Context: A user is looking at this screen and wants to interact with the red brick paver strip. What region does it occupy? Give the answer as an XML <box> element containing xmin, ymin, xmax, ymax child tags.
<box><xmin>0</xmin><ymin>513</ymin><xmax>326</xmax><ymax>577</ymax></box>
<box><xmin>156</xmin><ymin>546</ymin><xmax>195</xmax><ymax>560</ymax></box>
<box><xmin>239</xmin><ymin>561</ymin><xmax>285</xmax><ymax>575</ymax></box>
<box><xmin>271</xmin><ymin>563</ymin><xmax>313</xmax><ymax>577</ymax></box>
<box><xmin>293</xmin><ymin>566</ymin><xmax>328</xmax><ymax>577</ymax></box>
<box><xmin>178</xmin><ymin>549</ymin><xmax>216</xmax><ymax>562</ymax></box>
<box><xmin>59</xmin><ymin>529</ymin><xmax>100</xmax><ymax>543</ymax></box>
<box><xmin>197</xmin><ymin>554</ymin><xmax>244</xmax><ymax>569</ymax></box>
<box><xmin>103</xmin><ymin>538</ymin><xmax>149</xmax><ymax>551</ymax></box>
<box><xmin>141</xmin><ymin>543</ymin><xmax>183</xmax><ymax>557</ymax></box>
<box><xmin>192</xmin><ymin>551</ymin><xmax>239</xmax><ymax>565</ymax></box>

-------------------------

Output the material verbatim.

Context: A user is looking at this screen and wants to interact with the red brick paver strip. What region does it occupy? Give the answer as an XML <box> element containing xmin, ymin, xmax, ymax child tags.
<box><xmin>0</xmin><ymin>513</ymin><xmax>326</xmax><ymax>577</ymax></box>
<box><xmin>156</xmin><ymin>546</ymin><xmax>195</xmax><ymax>560</ymax></box>
<box><xmin>239</xmin><ymin>561</ymin><xmax>285</xmax><ymax>575</ymax></box>
<box><xmin>271</xmin><ymin>563</ymin><xmax>313</xmax><ymax>577</ymax></box>
<box><xmin>293</xmin><ymin>566</ymin><xmax>328</xmax><ymax>577</ymax></box>
<box><xmin>178</xmin><ymin>549</ymin><xmax>216</xmax><ymax>562</ymax></box>
<box><xmin>59</xmin><ymin>529</ymin><xmax>100</xmax><ymax>543</ymax></box>
<box><xmin>197</xmin><ymin>554</ymin><xmax>244</xmax><ymax>569</ymax></box>
<box><xmin>103</xmin><ymin>538</ymin><xmax>149</xmax><ymax>551</ymax></box>
<box><xmin>141</xmin><ymin>543</ymin><xmax>183</xmax><ymax>557</ymax></box>
<box><xmin>192</xmin><ymin>551</ymin><xmax>239</xmax><ymax>565</ymax></box>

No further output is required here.